**Page:**
┌──
Were any of those solutions significantly better than what's in front of
us here?

I get it, a giant patch forcing everyone to know the difference between
alloc_foo and alloc_foo_noperf offends my (yours?) stylistic
sensibilities.  On the other side, making analysis easier during
customer escalations means we kernel people get data, answers, and
solutions sooner instead of watching all our time get eaten up on L4
support and backporting hell.

> > > I'd rather not delay for more bikeshedding. Before agreeing to LSF I'd
> > > need to see a serious proposl - what we had at the last LSF was people
> > > jumping in with half baked alternative proposals that very much hadn't
> > > been thought through, and I see no need to repeat that.
> > > 
> > > Like I mentioned, there's other work gated on this patchset; if people
> > > want to hold this up for more discussion they better be putting forth
> > > something to discuss.
└──
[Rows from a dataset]
┌──
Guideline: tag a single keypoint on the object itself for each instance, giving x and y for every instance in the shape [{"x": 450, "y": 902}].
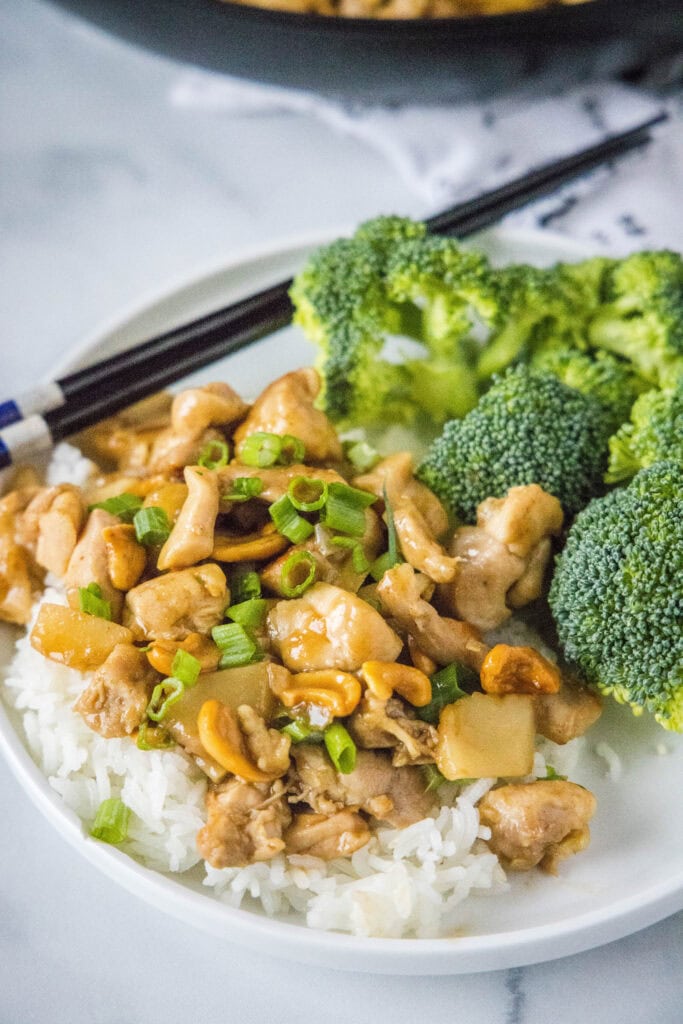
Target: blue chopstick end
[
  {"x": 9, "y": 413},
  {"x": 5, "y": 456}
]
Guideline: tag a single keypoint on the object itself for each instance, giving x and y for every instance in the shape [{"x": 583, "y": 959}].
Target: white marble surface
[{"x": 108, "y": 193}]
└──
**To do:** In the kernel mailing-list text above, what do kernel people get sooner when analysis is made easier during customer escalations?

**Response:** They get data, answers, and solutions sooner.